Output the lines of the listing below as a JSON list of strings, one string per line and no blank lines. Start with the line containing "of the stone" and continue through the end of the listing, including both ends.

────────

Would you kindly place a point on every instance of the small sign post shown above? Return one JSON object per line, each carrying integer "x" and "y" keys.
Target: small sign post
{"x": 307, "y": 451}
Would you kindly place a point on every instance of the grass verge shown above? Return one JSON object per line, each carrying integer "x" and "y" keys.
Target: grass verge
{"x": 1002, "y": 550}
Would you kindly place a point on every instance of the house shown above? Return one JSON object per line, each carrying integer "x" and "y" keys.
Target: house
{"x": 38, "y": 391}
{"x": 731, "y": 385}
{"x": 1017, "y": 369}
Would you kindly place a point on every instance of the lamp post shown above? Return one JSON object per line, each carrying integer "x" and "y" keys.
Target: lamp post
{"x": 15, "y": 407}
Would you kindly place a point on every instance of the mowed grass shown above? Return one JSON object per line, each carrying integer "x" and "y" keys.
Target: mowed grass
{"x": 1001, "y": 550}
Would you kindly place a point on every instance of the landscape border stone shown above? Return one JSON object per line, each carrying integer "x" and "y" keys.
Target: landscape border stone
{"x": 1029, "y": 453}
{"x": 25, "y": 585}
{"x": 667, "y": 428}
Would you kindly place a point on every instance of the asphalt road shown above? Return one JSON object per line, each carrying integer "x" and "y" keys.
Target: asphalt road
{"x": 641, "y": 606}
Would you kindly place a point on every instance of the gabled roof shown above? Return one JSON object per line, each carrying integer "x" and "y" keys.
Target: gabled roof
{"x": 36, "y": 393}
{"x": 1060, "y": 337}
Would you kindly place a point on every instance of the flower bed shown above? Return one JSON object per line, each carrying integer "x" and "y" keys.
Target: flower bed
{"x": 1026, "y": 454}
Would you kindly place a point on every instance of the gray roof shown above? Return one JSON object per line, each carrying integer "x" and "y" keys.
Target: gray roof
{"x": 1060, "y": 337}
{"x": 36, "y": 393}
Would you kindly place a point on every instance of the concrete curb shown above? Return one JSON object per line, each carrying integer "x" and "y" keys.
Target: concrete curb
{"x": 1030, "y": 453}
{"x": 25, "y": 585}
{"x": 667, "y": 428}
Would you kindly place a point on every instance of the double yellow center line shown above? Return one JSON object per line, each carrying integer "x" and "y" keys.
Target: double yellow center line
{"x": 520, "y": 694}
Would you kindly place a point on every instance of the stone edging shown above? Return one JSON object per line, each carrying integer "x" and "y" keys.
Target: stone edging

────────

TASK OUTPUT —
[
  "Would you kindly place a point on every instance of the stone edging shown above? Return one JSON object per line, each carrying integer \"x\" and \"y\" keys.",
  "Target: stone edging"
]